>> BEGIN Entries provided
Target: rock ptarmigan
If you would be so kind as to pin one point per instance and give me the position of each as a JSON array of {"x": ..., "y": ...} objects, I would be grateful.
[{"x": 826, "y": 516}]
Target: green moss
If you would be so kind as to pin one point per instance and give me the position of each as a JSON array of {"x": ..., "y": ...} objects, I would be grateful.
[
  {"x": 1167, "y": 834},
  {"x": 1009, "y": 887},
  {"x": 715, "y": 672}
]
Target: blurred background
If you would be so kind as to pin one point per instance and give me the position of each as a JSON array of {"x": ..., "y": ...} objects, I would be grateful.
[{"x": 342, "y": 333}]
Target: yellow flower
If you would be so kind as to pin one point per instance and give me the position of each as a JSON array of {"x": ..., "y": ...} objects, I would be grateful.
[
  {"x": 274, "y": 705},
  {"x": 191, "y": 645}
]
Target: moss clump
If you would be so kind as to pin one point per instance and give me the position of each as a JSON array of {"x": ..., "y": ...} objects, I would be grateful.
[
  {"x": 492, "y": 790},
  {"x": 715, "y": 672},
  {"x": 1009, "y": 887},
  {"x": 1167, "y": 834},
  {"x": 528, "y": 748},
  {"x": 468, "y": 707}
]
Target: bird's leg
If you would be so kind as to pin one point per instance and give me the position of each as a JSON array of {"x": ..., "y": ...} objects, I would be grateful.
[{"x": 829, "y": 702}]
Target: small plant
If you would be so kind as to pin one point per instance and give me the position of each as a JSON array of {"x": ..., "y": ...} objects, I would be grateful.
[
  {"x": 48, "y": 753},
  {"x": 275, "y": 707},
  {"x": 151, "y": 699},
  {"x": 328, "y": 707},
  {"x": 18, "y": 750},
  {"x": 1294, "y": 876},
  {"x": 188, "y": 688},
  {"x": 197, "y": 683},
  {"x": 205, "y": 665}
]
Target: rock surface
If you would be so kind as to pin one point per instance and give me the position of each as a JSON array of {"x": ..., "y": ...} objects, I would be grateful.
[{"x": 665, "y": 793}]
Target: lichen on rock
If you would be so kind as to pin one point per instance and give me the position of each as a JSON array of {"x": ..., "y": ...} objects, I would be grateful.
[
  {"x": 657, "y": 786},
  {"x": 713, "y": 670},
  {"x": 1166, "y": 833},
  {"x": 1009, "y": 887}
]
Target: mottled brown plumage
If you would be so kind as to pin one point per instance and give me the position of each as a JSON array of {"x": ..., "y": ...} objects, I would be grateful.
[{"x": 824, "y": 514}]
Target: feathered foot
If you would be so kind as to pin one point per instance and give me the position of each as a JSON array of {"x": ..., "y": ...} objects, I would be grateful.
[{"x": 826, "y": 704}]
>> END Entries provided
Your objective:
Repeat the rows above verbatim, from the first line through the last.

Response to the task:
Target: rock ptarmigan
If you would be so kind as to pin one point per instance and give me the position of each as a JSON array of {"x": ..., "y": ...} objects, I would be grateful.
[{"x": 826, "y": 516}]
Target: green moss
If you would be so kind as to pin one point per instance and give me the position of each as a JSON array of {"x": ..., "y": ...} objects, I would be grateful.
[
  {"x": 1167, "y": 834},
  {"x": 1009, "y": 887},
  {"x": 715, "y": 672}
]
Target: blurred background
If you would be so kind as to pin one point per instance and give me the position of each as a JSON array of {"x": ..., "y": ...} objects, I would be grateful.
[{"x": 342, "y": 333}]
Target: yellow flower
If you would be so kind as to pin one point per instance and give me the position of each as a JSON array of {"x": ..., "y": ...} objects, I would be grateful.
[
  {"x": 274, "y": 705},
  {"x": 191, "y": 645}
]
Target: moss clump
If you would be so kind as to pin one point per instance and give me the position of each as a JSON array of {"x": ..., "y": ...} objects, I would be grateful.
[
  {"x": 492, "y": 790},
  {"x": 715, "y": 672},
  {"x": 1009, "y": 887},
  {"x": 1167, "y": 834},
  {"x": 528, "y": 748},
  {"x": 468, "y": 707}
]
Target: bird's leg
If you would be so kind as to pin one point per instance and give me the position of each as a JSON array of {"x": ..., "y": ...} objects, I would be grateful.
[{"x": 829, "y": 702}]
Target: small plant
If you would be so kind as to pin one point per instance and give me the position of each as a JSON array of {"x": ..., "y": ...} objects, I would be grateful.
[
  {"x": 48, "y": 753},
  {"x": 275, "y": 707},
  {"x": 151, "y": 699},
  {"x": 328, "y": 707},
  {"x": 18, "y": 750},
  {"x": 1294, "y": 876},
  {"x": 188, "y": 688},
  {"x": 197, "y": 683},
  {"x": 205, "y": 665}
]
Target: rock surface
If you would be so kind as to pin one point per instance and give me the position of each as a JSON array of {"x": ..., "y": ...} objects, I would be grateful.
[{"x": 665, "y": 793}]
Target: lichen on rock
If you would be so kind as to pin one point per instance and give me the position of each as a JSON array of {"x": ..., "y": ...} objects, I would be grateful.
[
  {"x": 657, "y": 786},
  {"x": 713, "y": 670},
  {"x": 1166, "y": 833},
  {"x": 1009, "y": 887}
]
Target: mottled brown plumage
If you would be so kind as to pin one point per instance and give me the position of each as a JSON array of {"x": ..., "y": ...} objects, I would be grateful.
[{"x": 824, "y": 514}]
Target: feathered foot
If you would be so kind as to pin one point per instance and give me the position of each as a JSON array of {"x": ..., "y": ...} objects, I would be grateful.
[{"x": 826, "y": 704}]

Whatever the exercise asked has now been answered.